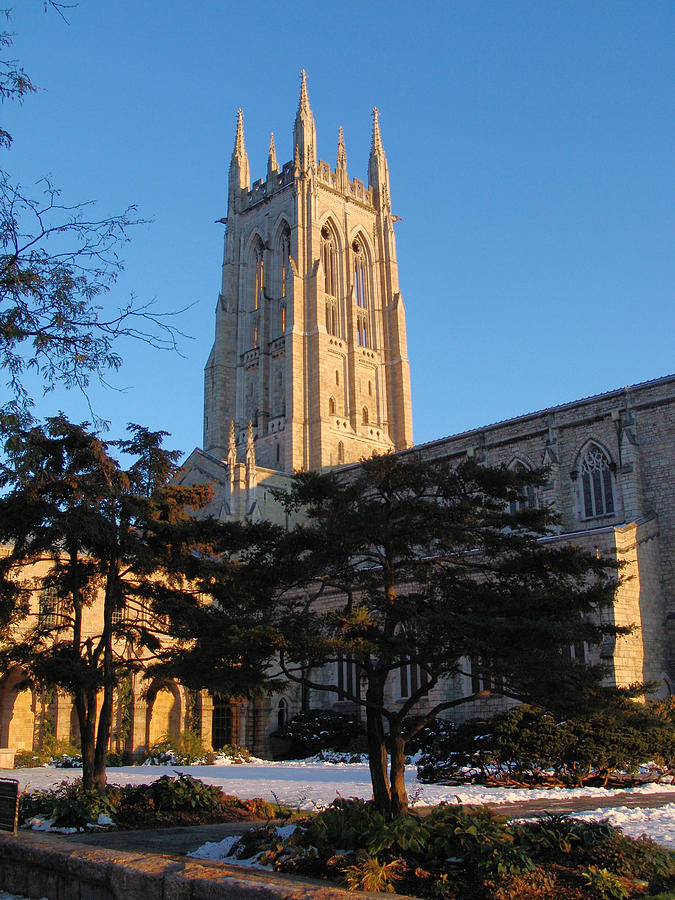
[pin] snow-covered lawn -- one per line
(308, 784)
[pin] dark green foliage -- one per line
(124, 538)
(168, 800)
(463, 853)
(405, 568)
(527, 744)
(321, 729)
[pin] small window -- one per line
(49, 611)
(347, 677)
(528, 495)
(282, 713)
(411, 678)
(597, 495)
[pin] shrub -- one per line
(181, 749)
(321, 729)
(526, 744)
(68, 805)
(436, 737)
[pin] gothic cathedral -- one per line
(310, 344)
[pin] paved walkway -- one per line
(180, 841)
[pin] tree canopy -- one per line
(414, 570)
(81, 531)
(57, 261)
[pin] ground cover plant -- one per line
(181, 800)
(527, 746)
(463, 853)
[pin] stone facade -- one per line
(310, 343)
(309, 370)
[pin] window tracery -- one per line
(527, 498)
(597, 493)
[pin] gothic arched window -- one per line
(285, 252)
(258, 273)
(283, 280)
(360, 275)
(329, 261)
(597, 493)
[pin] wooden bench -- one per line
(9, 804)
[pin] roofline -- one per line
(618, 392)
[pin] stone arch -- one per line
(164, 711)
(528, 498)
(594, 473)
(17, 710)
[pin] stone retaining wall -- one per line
(44, 866)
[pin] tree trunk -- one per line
(399, 795)
(377, 752)
(87, 736)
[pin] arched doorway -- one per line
(17, 711)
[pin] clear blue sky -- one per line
(530, 148)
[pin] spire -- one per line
(251, 479)
(232, 447)
(272, 164)
(303, 105)
(342, 153)
(239, 146)
(304, 133)
(378, 169)
(240, 176)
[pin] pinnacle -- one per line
(303, 105)
(272, 165)
(377, 137)
(239, 146)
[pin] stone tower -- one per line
(310, 341)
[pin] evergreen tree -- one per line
(409, 569)
(83, 531)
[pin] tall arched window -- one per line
(283, 276)
(285, 252)
(527, 498)
(258, 273)
(597, 493)
(329, 261)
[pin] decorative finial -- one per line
(342, 153)
(272, 165)
(377, 137)
(303, 106)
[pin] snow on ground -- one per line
(308, 784)
(658, 824)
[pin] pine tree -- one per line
(406, 568)
(109, 546)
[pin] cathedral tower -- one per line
(310, 341)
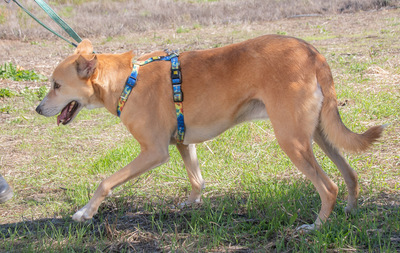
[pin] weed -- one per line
(13, 72)
(4, 92)
(182, 30)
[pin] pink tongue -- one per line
(63, 115)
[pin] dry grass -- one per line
(98, 18)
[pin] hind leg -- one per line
(299, 150)
(350, 176)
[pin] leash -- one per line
(54, 17)
(176, 78)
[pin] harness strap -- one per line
(176, 78)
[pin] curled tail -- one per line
(336, 132)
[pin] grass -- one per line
(254, 197)
(10, 71)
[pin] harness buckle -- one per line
(176, 76)
(178, 94)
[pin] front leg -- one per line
(189, 156)
(146, 160)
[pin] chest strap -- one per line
(176, 77)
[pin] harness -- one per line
(176, 78)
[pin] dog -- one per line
(280, 78)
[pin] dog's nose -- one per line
(39, 110)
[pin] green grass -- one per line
(254, 197)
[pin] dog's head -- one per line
(72, 86)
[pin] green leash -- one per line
(56, 19)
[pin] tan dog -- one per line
(276, 77)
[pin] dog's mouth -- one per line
(68, 113)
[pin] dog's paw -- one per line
(306, 228)
(82, 215)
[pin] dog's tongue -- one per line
(63, 115)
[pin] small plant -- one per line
(6, 93)
(13, 72)
(182, 30)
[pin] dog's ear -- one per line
(85, 47)
(85, 67)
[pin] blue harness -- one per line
(176, 78)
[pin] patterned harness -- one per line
(176, 78)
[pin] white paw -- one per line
(82, 215)
(306, 228)
(188, 203)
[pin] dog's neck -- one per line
(110, 77)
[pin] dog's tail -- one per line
(334, 129)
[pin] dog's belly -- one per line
(253, 110)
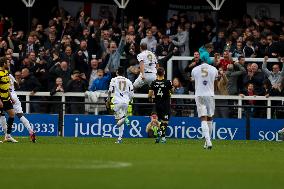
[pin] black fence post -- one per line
(247, 123)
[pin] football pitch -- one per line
(56, 162)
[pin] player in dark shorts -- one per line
(6, 102)
(160, 92)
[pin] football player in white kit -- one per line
(18, 108)
(123, 93)
(148, 62)
(205, 76)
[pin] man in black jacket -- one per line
(30, 83)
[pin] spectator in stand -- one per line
(249, 91)
(78, 83)
(238, 51)
(82, 58)
(255, 77)
(31, 46)
(249, 49)
(18, 75)
(68, 57)
(169, 29)
(26, 63)
(101, 82)
(261, 50)
(165, 47)
(233, 73)
(155, 33)
(60, 69)
(131, 51)
(133, 70)
(51, 42)
(93, 75)
(225, 61)
(58, 87)
(219, 42)
(41, 73)
(277, 90)
(271, 49)
(181, 40)
(281, 43)
(30, 83)
(178, 89)
(275, 76)
(222, 89)
(150, 41)
(114, 57)
(204, 52)
(196, 61)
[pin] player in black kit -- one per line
(160, 92)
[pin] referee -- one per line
(160, 92)
(6, 102)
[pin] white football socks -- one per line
(26, 123)
(205, 131)
(120, 134)
(3, 122)
(120, 122)
(210, 123)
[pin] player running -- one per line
(18, 108)
(6, 103)
(17, 105)
(123, 93)
(204, 76)
(160, 92)
(147, 62)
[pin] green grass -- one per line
(139, 164)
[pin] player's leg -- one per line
(210, 106)
(19, 112)
(3, 122)
(202, 113)
(120, 118)
(138, 83)
(11, 113)
(163, 115)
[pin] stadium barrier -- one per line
(179, 127)
(42, 124)
(170, 62)
(238, 99)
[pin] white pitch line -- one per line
(75, 164)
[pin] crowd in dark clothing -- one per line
(80, 50)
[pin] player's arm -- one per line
(150, 95)
(110, 91)
(141, 65)
(131, 91)
(1, 103)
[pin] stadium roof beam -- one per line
(29, 3)
(217, 5)
(122, 4)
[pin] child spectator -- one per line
(101, 82)
(153, 126)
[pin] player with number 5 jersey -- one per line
(160, 92)
(123, 94)
(204, 77)
(147, 62)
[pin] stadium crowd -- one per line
(79, 54)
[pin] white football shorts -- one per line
(205, 106)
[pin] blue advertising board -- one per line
(266, 129)
(179, 127)
(42, 124)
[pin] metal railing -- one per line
(170, 62)
(239, 99)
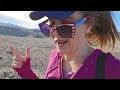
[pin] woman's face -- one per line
(69, 45)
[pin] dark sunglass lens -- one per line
(65, 31)
(45, 29)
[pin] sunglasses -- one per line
(64, 30)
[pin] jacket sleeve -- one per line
(112, 67)
(51, 59)
(26, 72)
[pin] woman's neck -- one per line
(72, 61)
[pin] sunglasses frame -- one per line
(74, 25)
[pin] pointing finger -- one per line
(28, 52)
(14, 51)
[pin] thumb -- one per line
(27, 53)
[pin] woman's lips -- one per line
(61, 43)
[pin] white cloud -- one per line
(20, 18)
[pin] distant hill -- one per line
(20, 32)
(11, 25)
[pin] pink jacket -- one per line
(86, 71)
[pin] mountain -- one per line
(11, 25)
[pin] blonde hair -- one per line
(103, 32)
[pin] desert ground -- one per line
(40, 50)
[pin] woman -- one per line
(74, 34)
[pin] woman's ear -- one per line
(89, 24)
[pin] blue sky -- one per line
(21, 18)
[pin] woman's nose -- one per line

= = =

#### [Short problem]
Transcribe the material exactly, and leave out whatever pictures it holds.

#### [Worked answer]
[pin] snow-covered lawn -- one per line
(308, 784)
[pin] dark green foliage -- one per line
(124, 538)
(168, 800)
(463, 853)
(405, 568)
(527, 744)
(321, 729)
[pin] small window -- one per line
(49, 611)
(347, 677)
(528, 495)
(282, 713)
(411, 678)
(597, 495)
[pin] shrub -- one per line
(181, 749)
(321, 729)
(526, 744)
(68, 805)
(436, 737)
[pin] gothic cathedral -- one per line
(310, 344)
[pin] paved walkway -- one per line
(180, 841)
[pin] tree canopy -- one per line
(414, 570)
(81, 531)
(57, 261)
[pin] ground cover plant -- one per line
(181, 800)
(527, 746)
(463, 853)
[pin] stone facade -- one per line
(310, 343)
(309, 370)
[pin] window tracery -- one per line
(527, 498)
(597, 493)
[pin] gothic arched window -- one per line
(285, 252)
(258, 273)
(283, 280)
(360, 275)
(329, 261)
(597, 493)
[pin] wooden bench -- one per line
(9, 804)
[pin] roofline -- one per line
(618, 392)
[pin] stone arch -- one per line
(164, 711)
(528, 498)
(594, 473)
(17, 710)
[pin] stone retaining wall -- one per line
(44, 866)
[pin] tree trunk -- one per line
(399, 795)
(377, 752)
(87, 736)
[pin] arched doorway -- one per line
(17, 711)
[pin] clear blue sky -- one per line
(530, 148)
[pin] spire -- one per line
(251, 479)
(232, 447)
(272, 164)
(303, 105)
(342, 153)
(239, 146)
(304, 133)
(378, 169)
(240, 176)
[pin] pinnacle -- one per line
(303, 105)
(272, 165)
(377, 137)
(239, 146)
[pin] stone tower -- one per line
(310, 341)
[pin] evergreen tree -- one per line
(409, 569)
(83, 531)
[pin] tall arched window -- one per line
(283, 276)
(285, 252)
(527, 498)
(258, 273)
(597, 493)
(329, 261)
[pin] decorative finial -- one per line
(342, 153)
(272, 165)
(377, 137)
(303, 106)
[pin] snow on ground -- one per line
(308, 784)
(658, 824)
[pin] pine tree -- one per line
(406, 568)
(109, 546)
[pin] cathedral tower -- one per line
(310, 341)
[pin] weed -- one per line
(13, 72)
(4, 92)
(182, 30)
[pin] pink tongue -- one per line
(63, 115)
[pin] dry grass -- one per line
(98, 18)
[pin] hind leg -- one per line
(299, 150)
(350, 176)
[pin] leash -- one per line
(54, 17)
(176, 78)
[pin] harness strap -- one per line
(176, 78)
[pin] curled tail -- one per line
(336, 132)
[pin] grass -- one per line
(254, 197)
(10, 71)
[pin] harness buckle -- one per line
(176, 76)
(178, 94)
[pin] front leg -- one per line
(189, 156)
(146, 160)
[pin] chest strap -- one per line
(176, 77)
[pin] harness -- one per line
(176, 78)
[pin] dog -- one per line
(280, 78)
[pin] dog's nose -- one per line
(39, 110)
[pin] green grass -- one per line
(254, 197)
[pin] dog's head -- one per line
(72, 86)
[pin] green leash -- one per line
(56, 19)
[pin] tan dog -- one per line
(276, 77)
[pin] dog's mouth -- one per line
(68, 113)
[pin] dog's paw -- one per line
(306, 228)
(82, 215)
[pin] dog's tongue -- one per line
(63, 115)
[pin] small plant -- one per line
(6, 93)
(13, 72)
(182, 30)
[pin] dog's ear -- one per line
(85, 47)
(85, 67)
[pin] blue harness -- one per line
(176, 78)
[pin] patterned harness -- one per line
(176, 78)
[pin] white paw -- one per line
(82, 215)
(306, 228)
(188, 203)
[pin] dog's neck -- one per line
(110, 77)
[pin] dog's tail -- one per line
(334, 129)
[pin] dog's belly -- one per line
(253, 110)
[pin] black fence post -- one per line
(247, 123)
[pin] football pitch -- one per line
(56, 162)
[pin] player in dark shorts -- one per line
(6, 102)
(160, 92)
[pin] football player in white kit -- one per line
(18, 108)
(123, 93)
(148, 62)
(205, 76)
[pin] man in black jacket -- one per line
(30, 83)
[pin] spectator in stand -- one per line
(249, 91)
(78, 83)
(238, 51)
(82, 58)
(255, 77)
(31, 46)
(249, 49)
(18, 75)
(68, 57)
(169, 29)
(26, 63)
(101, 82)
(261, 50)
(165, 47)
(233, 73)
(155, 33)
(60, 69)
(131, 51)
(133, 70)
(51, 42)
(93, 75)
(225, 61)
(58, 87)
(219, 42)
(41, 73)
(277, 90)
(271, 49)
(181, 40)
(281, 43)
(30, 83)
(178, 89)
(275, 76)
(222, 89)
(150, 41)
(114, 57)
(204, 52)
(196, 61)
[pin] player in black kit -- one per line
(160, 92)
[pin] referee -- one per line
(160, 92)
(6, 102)
[pin] white football socks -- one per line
(26, 123)
(205, 131)
(120, 134)
(3, 122)
(120, 122)
(210, 123)
[pin] player running -- one per line
(18, 108)
(6, 103)
(17, 105)
(123, 93)
(204, 76)
(160, 92)
(147, 62)
[pin] green grass -- one per line
(139, 164)
[pin] player's leg -- one per line
(210, 106)
(19, 112)
(3, 122)
(202, 113)
(120, 118)
(138, 83)
(11, 113)
(163, 115)
[pin] stadium barrier -- one per line
(179, 127)
(42, 124)
(170, 62)
(238, 99)
[pin] white pitch line -- one per line
(75, 164)
[pin] crowd in dark clothing -- one per line
(80, 50)
[pin] player's arm -- one per line
(150, 95)
(110, 91)
(141, 65)
(131, 91)
(1, 103)
[pin] stadium roof beam -- one per line
(29, 3)
(217, 5)
(122, 4)
[pin] child spectator -- one per line
(101, 82)
(153, 126)
[pin] player with number 5 jersey -- one per line
(160, 92)
(123, 94)
(204, 77)
(147, 62)
[pin] stadium crowd -- one per line
(79, 54)
[pin] white football shorts -- one per line
(205, 106)
[pin] blue advertising board -- one per line
(266, 129)
(179, 127)
(42, 124)
[pin] metal railing -- one per line
(170, 62)
(239, 99)
[pin] woman's face -- one per line
(69, 45)
[pin] dark sunglass lens -- one per line
(65, 31)
(45, 29)
[pin] sunglasses -- one per line
(64, 30)
[pin] jacket sleeve -- one per line
(112, 67)
(51, 59)
(26, 72)
[pin] woman's neck -- one per line
(72, 61)
[pin] sunglasses frame -- one per line
(74, 25)
[pin] pointing finger -- one per line
(28, 52)
(14, 51)
[pin] thumb -- one per line
(27, 53)
[pin] woman's lips -- one per line
(61, 43)
[pin] white cloud -- one per line
(20, 18)
[pin] distant hill -- one per line
(20, 32)
(11, 25)
[pin] pink jacket -- one per line
(86, 71)
[pin] mountain -- one per line
(11, 25)
[pin] blonde hair -- one per line
(103, 32)
[pin] desert ground -- one per line
(40, 50)
[pin] woman -- one per line
(74, 34)
[pin] woman's ear -- one per line
(89, 24)
[pin] blue sky -- one per line
(21, 18)
[pin] woman's nose -- one per line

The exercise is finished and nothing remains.